◆ **REQUEST**
All of the material should be reproduced exactly, with pictures left out.

◆ **TASK INPUTS**
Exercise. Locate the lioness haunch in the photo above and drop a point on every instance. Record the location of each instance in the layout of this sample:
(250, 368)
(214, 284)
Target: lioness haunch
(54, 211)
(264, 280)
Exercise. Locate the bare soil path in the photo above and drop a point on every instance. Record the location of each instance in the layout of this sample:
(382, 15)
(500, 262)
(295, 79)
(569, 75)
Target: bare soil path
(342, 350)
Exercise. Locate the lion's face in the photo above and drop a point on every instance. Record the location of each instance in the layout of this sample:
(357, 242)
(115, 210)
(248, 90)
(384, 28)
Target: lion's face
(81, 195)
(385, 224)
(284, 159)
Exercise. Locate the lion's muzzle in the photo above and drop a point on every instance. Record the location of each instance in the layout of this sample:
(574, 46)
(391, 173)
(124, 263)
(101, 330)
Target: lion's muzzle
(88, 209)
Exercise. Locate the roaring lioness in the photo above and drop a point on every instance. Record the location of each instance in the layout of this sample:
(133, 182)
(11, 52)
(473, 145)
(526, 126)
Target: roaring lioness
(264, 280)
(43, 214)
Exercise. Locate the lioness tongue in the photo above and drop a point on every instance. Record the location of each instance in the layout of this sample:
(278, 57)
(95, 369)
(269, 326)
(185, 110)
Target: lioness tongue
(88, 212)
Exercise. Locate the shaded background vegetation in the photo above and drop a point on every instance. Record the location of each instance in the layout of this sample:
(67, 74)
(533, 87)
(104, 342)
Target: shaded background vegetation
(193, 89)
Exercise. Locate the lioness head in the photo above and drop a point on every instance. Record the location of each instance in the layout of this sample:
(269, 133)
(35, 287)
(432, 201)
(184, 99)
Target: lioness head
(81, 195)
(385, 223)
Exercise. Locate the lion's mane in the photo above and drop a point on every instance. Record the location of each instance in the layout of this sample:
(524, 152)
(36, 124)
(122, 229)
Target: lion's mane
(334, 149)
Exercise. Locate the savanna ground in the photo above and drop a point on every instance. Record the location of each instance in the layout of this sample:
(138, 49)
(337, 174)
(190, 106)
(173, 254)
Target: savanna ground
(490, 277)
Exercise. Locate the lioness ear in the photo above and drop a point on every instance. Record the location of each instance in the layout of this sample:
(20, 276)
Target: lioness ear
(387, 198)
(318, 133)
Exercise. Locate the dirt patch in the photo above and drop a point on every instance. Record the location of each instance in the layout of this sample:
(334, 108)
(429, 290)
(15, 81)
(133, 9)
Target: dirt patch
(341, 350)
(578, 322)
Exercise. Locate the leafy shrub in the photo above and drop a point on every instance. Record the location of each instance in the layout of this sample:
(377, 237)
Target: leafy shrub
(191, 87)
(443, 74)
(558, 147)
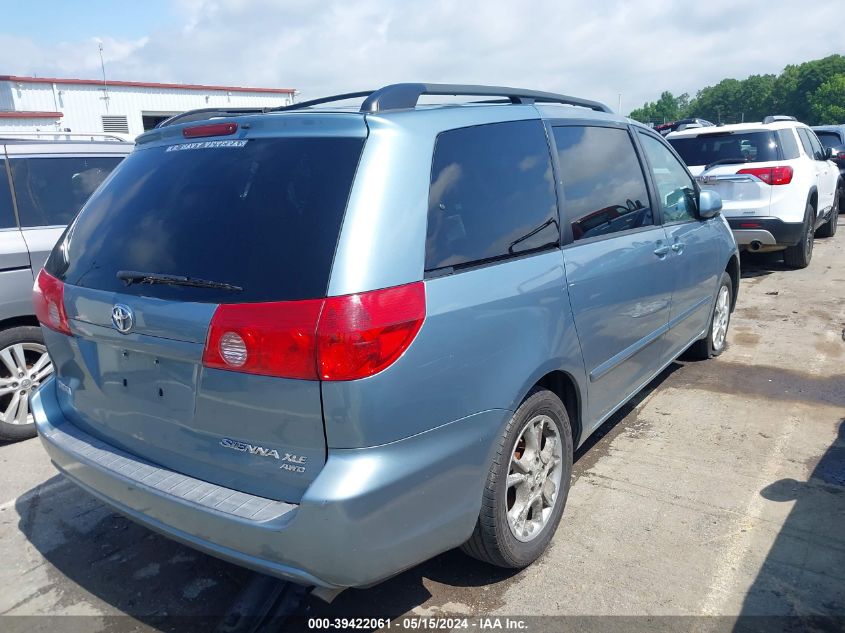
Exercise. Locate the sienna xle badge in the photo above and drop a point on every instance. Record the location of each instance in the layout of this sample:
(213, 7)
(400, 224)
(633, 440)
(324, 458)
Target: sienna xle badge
(330, 343)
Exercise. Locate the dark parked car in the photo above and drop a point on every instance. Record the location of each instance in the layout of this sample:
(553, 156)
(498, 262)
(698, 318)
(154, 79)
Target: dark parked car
(45, 179)
(833, 137)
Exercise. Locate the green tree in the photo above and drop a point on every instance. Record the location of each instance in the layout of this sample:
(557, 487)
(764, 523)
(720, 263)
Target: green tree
(809, 91)
(827, 104)
(666, 108)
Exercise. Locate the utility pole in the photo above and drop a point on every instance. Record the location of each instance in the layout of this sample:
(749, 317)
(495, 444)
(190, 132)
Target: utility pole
(105, 96)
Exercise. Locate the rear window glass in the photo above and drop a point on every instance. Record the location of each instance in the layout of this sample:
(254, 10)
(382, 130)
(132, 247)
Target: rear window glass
(829, 139)
(492, 195)
(704, 149)
(262, 214)
(51, 191)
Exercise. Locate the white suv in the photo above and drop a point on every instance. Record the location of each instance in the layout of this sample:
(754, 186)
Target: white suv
(778, 187)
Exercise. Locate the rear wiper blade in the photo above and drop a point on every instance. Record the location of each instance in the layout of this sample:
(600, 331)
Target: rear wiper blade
(726, 161)
(133, 276)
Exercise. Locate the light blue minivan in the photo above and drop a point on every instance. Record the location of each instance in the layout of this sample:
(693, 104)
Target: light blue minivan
(328, 343)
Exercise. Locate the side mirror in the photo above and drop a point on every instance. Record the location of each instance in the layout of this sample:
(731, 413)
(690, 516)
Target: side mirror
(709, 204)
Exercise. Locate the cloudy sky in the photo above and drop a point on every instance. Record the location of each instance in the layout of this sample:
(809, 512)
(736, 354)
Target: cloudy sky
(592, 49)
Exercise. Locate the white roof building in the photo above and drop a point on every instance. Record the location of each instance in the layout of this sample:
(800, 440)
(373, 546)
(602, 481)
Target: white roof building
(127, 108)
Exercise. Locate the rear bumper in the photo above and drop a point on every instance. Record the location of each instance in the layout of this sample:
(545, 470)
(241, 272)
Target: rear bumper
(767, 231)
(370, 513)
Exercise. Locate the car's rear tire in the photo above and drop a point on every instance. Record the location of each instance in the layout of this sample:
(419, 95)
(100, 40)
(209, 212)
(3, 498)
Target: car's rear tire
(800, 254)
(24, 364)
(527, 485)
(716, 340)
(828, 229)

◆ **RESULT OF THE TASK**
Exercise. Locate the lioness haunch in the photo above and drop a point on every instance. Record the location of each instance in the layout of this sample:
(250, 368)
(214, 284)
Target: lioness haunch
(54, 211)
(264, 280)
Exercise. Locate the bare soil path in the photo above and drop a point on every instance. Record the location of each instance in the layout of this sample:
(382, 15)
(500, 262)
(295, 79)
(569, 75)
Target: bare soil path
(342, 350)
Exercise. Locate the lion's face in the photo above and drop a point on every instance. Record the location of each instance in the layout of this sample:
(357, 242)
(115, 210)
(248, 90)
(384, 28)
Target: lion's face
(81, 195)
(385, 224)
(284, 159)
Exercise. Locate the lion's muzzle in the photo above and drop a point on every instance. Record the location of each instance in the layout of this sample:
(574, 46)
(391, 173)
(124, 263)
(101, 330)
Target: lion's muzzle
(88, 209)
Exercise. Locate the roaring lioness in the photo above and drop a point on every instance. Record the location of each instance in the layout of this sample:
(133, 182)
(11, 52)
(473, 145)
(526, 126)
Target: roaring lioness
(264, 280)
(43, 214)
Exercise. Locate the lioness tongue in the photo above and drop a point on every instance. Record the location of each instance in the layout of this sample:
(278, 57)
(95, 369)
(269, 326)
(185, 110)
Target: lioness tongue
(88, 212)
Exercise. Locate the shaded background vegetation in the photo above and drop a point on every instance. Record the location of each instance in the layout of this sample:
(67, 74)
(533, 87)
(104, 342)
Target: shaded background vegetation
(193, 89)
Exercise. Locate the lioness head in the photo above and drop a point on every instance. Record the location of each instance in the layout of this sample:
(269, 133)
(35, 287)
(432, 201)
(184, 99)
Target: lioness head
(81, 195)
(385, 223)
Exercise. Locate the lion's mane in the photo above and drop a point on every instance. Record the location of each instance in the layout of this sample:
(524, 152)
(36, 124)
(122, 229)
Target: lion's mane
(334, 149)
Exercise. Locate the savanna ground in the photo above and drop a point on every instance. Record the location of each instance in the layout of this sample:
(138, 49)
(337, 174)
(190, 106)
(173, 254)
Target: savanna ground
(490, 277)
Exercise. Locate the lioness ear in the photo above and drop a point on every instance. Record the location of each instance in the layout of this sample:
(20, 276)
Target: lioness ear
(387, 198)
(318, 133)
Exercise. Locate the dirt patch in the photo above and drop a point on every instance. Record the location of each instance in the layout of this sample:
(334, 108)
(429, 290)
(15, 81)
(133, 9)
Target: dirt patch
(341, 350)
(578, 322)
Exercise. Locate the leafy shrub in the photo above and drop a point on every instance. Record the location of each instance in the layout of this sample:
(377, 237)
Target: leafy shrub
(191, 87)
(443, 74)
(558, 147)
Exercise. Locate the sienna xle badge in the photo above and drop a point on every instance. Record the location of each instance in the layout of this sample:
(213, 7)
(400, 224)
(633, 440)
(324, 458)
Target: sienna xle badge
(330, 343)
Exercise. Locate the dark parked car in the photo above and drop a point on every instance. Record the location of each instance in the layout of this sample:
(553, 156)
(498, 262)
(698, 318)
(154, 79)
Target: dark parked car
(45, 179)
(833, 137)
Exercise. Locate the green tree in the photo above and drop a point on every instance. Record the location of each instance in the layout of this sample:
(557, 487)
(764, 523)
(720, 263)
Target: green tree
(809, 91)
(827, 104)
(666, 108)
Exercise. Locate the utility pole in the photo above and drop a point on every instance. Record the location of each instance in the layout of this sample:
(749, 317)
(495, 444)
(190, 132)
Target: utility pole
(105, 96)
Exercise. Locate the rear window glass in the photo above and drop a point on every instance. Record the location of each instance in the layout of this sample:
(254, 10)
(382, 130)
(132, 247)
Target: rear window glass
(829, 139)
(492, 195)
(704, 149)
(262, 214)
(51, 191)
Exercise. Locate the white suv in the photo above and drop a point on every instance. Record the location of each instance in the layout of this sample:
(754, 186)
Target: white suv
(778, 187)
Exercise. Locate the rear wiper blade in the photo above and drop a point on every instance. Record the location of each instance in the layout of this sample:
(600, 331)
Target: rear wiper blade
(726, 161)
(133, 276)
Exercise. Locate the light blue minivan in the photo above and drop a point on every instance. Record the location of each instance in the layout of this sample:
(693, 104)
Target: light blue minivan
(328, 343)
Exercise. Locate the side mirror in the photo above and drop a point on every instance. Record the location of each instance in the layout of this sample:
(731, 413)
(690, 516)
Target: side mirror
(709, 204)
Exercise. Locate the cloudy sky in the photo above and drop a point on every instance. Record the location of each instance in the layout of this sample:
(809, 512)
(736, 354)
Target: cloudy sky
(592, 49)
Exercise. Locate the white roof building in the photo above and drop a point on every instance. Record the location of each instance in the layout of this sample:
(800, 440)
(373, 546)
(602, 481)
Target: white roof building
(127, 108)
Exercise. Locate the rear bumper in the photo above and drop a point on every instance. Record the location of each instance in the layout of this sample:
(545, 470)
(241, 272)
Target: rear bumper
(767, 231)
(370, 513)
Exercise. Locate the car's rear tire in the photo above and drop a point on every instance. Record the location of each instance in the layout of this sample:
(419, 95)
(100, 40)
(209, 212)
(3, 498)
Target: car's rear tire
(800, 254)
(24, 364)
(527, 485)
(716, 340)
(828, 229)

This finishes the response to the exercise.